Tâche demandée 1 →
Recopiez mot pour mot, du début à la fin, le texte sur l'émigration clandestine des jeunes au Sénégal.

------------------------------------------------------------------------

Ainsi de nombreux jeunes pêcheurs du Saloum ne trouvent plus assez de travail sur place et sont donc tentés de partir, parfois poussés par leur famille qui peuvent aussi contribuer à trouver la somme nécessaire. D’autres partent également par manque de confiance en l’avenir bien qu’ils aient un emploi.
l’Etat sénégalais se mobilise comme le dit Seydou. En juillet 2023, le CILMIL Comité Interministériel de Lutte contre l’Emigration Clandestine (ministère de l’Intérieur) a déployé des stratégies de lutte sur 10 ans :
• Le renforcement de l’accès à l’Education et à la Formation,
• Le soutien à l’entreprenariat pour la création d’emplois,
• La meilleure gestion des frontières en coopération avec les pays européens.
Dans son 1er discours, le nouveau président de la république, Monsieur Bassirou Diomaye FAYE a dit : « J’ai une pensée particulière pour les femmes et les jeunes ; une partie importante des ressources de la nation sera mobilisée pour abréger leur souffrance et manque de perspectives ».
Nous espérons que l’espoir renaîtra dans le cœur de la jeunesse sénégalaise et que petit à petit l’envie d’un ailleurs s’estompera. VSF apportera sa petite contribution pour l’Education, pour le développement d’Activités Génératrices de Revenus comme elle l’a toujours fait.

------------------------------------------------------------------------

Tâche demandée 2 →
Reproduisez tels quels les enregistrements en commençant à la ligne qui contient « Please put a point on the woman's white pant » et en finissant à la fin des enregistrements, ces deux bornes comprises.

Enregistrements d'annotation de position

------------------------------------------------------------------------

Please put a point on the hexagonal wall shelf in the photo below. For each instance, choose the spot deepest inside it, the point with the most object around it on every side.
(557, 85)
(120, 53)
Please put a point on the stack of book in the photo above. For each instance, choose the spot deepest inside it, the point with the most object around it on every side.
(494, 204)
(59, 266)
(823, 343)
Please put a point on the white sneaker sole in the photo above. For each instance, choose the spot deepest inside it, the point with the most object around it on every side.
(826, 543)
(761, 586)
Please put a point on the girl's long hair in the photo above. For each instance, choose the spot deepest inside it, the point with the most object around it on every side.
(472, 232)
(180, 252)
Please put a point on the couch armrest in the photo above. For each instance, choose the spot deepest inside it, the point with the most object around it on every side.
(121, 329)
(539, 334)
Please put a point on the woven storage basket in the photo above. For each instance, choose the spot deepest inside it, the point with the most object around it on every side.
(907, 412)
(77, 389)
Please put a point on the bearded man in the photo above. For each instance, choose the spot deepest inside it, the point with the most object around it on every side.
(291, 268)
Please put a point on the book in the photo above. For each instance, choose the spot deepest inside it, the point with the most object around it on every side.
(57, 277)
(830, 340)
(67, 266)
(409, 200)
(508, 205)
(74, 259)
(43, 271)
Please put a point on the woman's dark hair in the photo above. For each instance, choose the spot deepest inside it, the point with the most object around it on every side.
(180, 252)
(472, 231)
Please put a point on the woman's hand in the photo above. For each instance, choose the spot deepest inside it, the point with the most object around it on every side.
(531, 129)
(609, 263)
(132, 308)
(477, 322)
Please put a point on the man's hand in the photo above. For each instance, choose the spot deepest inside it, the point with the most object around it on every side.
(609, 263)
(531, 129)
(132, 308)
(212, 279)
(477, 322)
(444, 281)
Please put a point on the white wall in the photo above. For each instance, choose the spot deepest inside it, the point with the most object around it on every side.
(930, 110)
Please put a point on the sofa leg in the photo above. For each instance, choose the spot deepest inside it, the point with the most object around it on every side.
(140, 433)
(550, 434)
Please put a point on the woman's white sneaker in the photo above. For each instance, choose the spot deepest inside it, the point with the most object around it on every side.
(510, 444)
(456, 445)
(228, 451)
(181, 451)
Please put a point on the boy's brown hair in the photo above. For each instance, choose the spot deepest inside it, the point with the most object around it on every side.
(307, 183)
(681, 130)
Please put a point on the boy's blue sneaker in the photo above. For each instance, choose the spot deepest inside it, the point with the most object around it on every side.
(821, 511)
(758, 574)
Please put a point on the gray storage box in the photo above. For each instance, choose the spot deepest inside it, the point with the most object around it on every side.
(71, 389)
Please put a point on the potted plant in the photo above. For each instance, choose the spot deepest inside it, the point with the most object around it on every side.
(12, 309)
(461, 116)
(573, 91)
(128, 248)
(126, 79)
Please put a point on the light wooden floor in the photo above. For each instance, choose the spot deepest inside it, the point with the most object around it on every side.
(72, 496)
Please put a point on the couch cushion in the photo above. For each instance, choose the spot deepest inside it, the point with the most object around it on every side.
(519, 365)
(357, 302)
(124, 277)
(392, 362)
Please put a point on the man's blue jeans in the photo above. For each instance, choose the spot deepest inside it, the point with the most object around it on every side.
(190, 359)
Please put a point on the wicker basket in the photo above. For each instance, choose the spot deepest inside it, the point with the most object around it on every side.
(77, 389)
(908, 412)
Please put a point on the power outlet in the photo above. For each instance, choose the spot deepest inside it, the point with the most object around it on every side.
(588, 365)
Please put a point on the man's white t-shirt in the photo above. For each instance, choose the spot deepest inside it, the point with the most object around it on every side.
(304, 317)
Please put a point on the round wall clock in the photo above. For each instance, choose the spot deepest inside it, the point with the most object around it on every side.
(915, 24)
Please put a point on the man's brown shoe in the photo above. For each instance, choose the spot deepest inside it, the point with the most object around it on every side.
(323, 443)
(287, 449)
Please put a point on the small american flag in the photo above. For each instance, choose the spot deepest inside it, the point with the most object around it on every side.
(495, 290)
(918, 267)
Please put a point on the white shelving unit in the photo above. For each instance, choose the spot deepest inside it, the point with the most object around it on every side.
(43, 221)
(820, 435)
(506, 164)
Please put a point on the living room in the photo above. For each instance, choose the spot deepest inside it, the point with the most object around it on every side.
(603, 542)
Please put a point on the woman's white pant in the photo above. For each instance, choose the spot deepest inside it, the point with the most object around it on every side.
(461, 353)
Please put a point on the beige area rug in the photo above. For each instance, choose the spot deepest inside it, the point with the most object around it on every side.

------------------------------------------------------------------------

Résultat attendu 1 →
Ainsi de nombreux jeunes pêcheurs du Saloum ne trouvent plus assez de travail sur place et sont donc tentés de partir, parfois poussés par leur famille qui peuvent aussi contribuer à trouver la somme nécessaire. D’autres partent également par manque de confiance en l’avenir bien qu’ils aient un emploi.
l’Etat sénégalais se mobilise comme le dit Seydou. En juillet 2023, le CILMIL Comité Interministériel de Lutte contre l’Emigration Clandestine (ministère de l’Intérieur) a déployé des stratégies de lutte sur 10 ans :
• Le renforcement de l’accès à l’Education et à la Formation,
• Le soutien à l’entreprenariat pour la création d’emplois,
• La meilleure gestion des frontières en coopération avec les pays européens.
Dans son 1er discours, le nouveau président de la république, Monsieur Bassirou Diomaye FAYE a dit : « J’ai une pensée particulière pour les femmes et les jeunes ; une partie importante des ressources de la nation sera mobilisée pour abréger leur souffrance et manque de perspectives ».
Nous espérons que l’espoir renaîtra dans le cœur de la jeunesse sénégalaise et que petit à petit l’envie d’un ailleurs s’estompera. VSF apportera sa petite contribution pour l’Education, pour le développement d’Activités Génératrices de Revenus comme elle l’a toujours fait.

Résultat attendu 2 →
Please put a point on the woman's white pant in the photo above. For each instance, choose the spot deepest inside it, the point with the most object around it on every side.
(461, 353)
Please put a point on the beige area rug in the photo above. For each instance, choose the spot deepest inside it, the point with the most object around it on every side.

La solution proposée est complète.